Description of the task
Lay out the lines of the records below as a JSON list of strings, one string per line, with blank lines left out. Begin at the line that contains "Annotate dog in" and stop after the line that contains "[900,466,1124,546]".

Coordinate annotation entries

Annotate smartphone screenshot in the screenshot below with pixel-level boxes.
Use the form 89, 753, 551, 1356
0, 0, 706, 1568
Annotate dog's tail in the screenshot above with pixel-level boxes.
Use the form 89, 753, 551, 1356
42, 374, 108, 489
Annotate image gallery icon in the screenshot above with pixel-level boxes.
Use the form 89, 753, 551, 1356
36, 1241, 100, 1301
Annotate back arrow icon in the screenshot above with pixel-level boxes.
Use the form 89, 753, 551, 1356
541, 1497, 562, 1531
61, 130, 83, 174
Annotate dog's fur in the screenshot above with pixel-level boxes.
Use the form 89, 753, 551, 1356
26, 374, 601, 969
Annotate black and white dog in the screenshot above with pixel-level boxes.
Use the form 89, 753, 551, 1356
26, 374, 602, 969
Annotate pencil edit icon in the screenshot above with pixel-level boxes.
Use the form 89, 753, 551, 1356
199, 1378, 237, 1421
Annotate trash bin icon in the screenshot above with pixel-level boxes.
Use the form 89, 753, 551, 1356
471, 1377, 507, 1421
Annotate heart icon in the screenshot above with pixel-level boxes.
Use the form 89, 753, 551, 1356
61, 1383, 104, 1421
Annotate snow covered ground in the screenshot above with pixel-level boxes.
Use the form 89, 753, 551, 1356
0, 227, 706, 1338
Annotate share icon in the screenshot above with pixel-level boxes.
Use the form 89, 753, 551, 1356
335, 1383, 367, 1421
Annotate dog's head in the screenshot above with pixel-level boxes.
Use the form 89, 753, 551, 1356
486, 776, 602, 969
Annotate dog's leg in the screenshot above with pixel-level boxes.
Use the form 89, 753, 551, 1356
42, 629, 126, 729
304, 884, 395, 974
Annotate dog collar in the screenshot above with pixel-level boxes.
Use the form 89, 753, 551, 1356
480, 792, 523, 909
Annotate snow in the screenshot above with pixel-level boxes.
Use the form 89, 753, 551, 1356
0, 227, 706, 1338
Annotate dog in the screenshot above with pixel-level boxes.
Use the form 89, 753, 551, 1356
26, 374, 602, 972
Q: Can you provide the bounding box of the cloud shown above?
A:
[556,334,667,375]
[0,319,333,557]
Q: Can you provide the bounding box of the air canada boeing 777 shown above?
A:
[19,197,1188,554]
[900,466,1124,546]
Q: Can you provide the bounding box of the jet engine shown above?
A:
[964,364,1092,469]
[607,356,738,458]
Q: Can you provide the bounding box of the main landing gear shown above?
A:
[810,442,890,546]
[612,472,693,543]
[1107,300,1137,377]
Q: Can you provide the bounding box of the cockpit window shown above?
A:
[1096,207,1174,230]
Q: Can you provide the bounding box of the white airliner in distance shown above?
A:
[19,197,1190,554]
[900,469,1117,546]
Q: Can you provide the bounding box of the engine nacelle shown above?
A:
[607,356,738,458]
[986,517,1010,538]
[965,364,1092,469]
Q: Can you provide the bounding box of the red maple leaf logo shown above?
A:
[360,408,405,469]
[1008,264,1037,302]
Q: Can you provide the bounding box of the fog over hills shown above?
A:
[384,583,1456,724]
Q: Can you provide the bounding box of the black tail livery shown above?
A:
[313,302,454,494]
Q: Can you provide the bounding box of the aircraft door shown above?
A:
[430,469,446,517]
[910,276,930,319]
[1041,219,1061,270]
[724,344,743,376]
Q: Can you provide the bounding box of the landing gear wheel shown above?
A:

Full solution
[
  "Annotate dog in the screenshot above with pixel-level boxes.",
  "Use the form 89, 753, 551, 1356",
  "26, 374, 602, 972",
  "Q: Can you provide the bounding box of the cloud shown above?",
  "A:",
  "[556,334,667,375]",
  "[0,319,333,557]",
  "Q: Can you provide the bounding box of the air canada boeing 777 shown above?",
  "A:",
  "[19,197,1188,554]",
  "[900,466,1124,546]"
]